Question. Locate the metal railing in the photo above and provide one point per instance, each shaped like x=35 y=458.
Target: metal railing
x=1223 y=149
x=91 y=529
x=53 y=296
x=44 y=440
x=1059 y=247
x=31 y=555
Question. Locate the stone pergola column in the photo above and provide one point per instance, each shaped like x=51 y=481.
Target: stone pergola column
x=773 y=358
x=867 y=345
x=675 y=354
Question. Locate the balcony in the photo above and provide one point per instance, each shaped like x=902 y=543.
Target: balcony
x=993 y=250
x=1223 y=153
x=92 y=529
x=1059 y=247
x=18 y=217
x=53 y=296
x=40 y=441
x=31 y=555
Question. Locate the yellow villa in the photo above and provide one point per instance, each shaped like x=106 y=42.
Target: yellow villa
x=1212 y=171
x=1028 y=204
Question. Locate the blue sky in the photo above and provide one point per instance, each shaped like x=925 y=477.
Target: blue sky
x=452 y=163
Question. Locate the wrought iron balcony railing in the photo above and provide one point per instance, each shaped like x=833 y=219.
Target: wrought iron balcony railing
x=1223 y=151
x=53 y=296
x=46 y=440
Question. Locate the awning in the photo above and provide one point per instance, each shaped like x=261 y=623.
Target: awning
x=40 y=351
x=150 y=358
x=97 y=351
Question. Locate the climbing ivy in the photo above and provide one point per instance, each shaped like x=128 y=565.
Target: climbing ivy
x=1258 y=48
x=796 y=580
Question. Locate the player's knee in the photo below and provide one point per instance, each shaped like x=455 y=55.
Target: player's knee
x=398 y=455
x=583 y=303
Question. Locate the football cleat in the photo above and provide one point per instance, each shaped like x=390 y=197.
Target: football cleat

------------

[Exercise details]
Copy every entry above, word for word.

[Finished exercise]
Question. Locate the metal railing in the photo above and provide one point per instance, each shaped like x=35 y=458.
Target: metal railing
x=1223 y=149
x=91 y=529
x=53 y=296
x=44 y=440
x=1059 y=247
x=31 y=555
Question. Locate the stone pergola column in the photo above and provide one point per instance, each shaped like x=51 y=481.
Target: stone pergola column
x=773 y=358
x=867 y=345
x=675 y=354
Question. Locate the balcony in the photo above and provide one point per instance, each shaped like x=902 y=543.
Target: balcony
x=993 y=250
x=1223 y=153
x=92 y=529
x=1059 y=247
x=18 y=217
x=53 y=296
x=40 y=441
x=31 y=555
Question. Locate the yellow villa in the photo above and provide one point per instance, each shaped like x=106 y=42.
Target: yellow villa
x=1212 y=171
x=1028 y=204
Question. Locate the blue sky in the photo above and provide one point per instance, each shaped like x=925 y=477.
Target: blue sky
x=452 y=163
Question. Locate the wrought iron balcony railing in the photo above and provide one point per instance, each shaped like x=833 y=219.
Target: wrought iron balcony railing
x=1223 y=151
x=53 y=296
x=46 y=440
Question. Locate the awning in the photo above and provide one point per instance, each shaped like x=261 y=623.
Target: awning
x=40 y=351
x=150 y=358
x=97 y=351
Question. Locate the climbing ivy in the photo above and provide one point per instance, each shaped like x=128 y=565.
Target: climbing ivy
x=1258 y=48
x=796 y=580
Question. Locate the player's knee in the photo below and provide one point per instance, each shaped like x=455 y=55.
Target: player's knee
x=398 y=455
x=583 y=303
Question. Locate the football cleat in the photo above and provide one point per instance, each shaped like x=390 y=197.
Target: football cleat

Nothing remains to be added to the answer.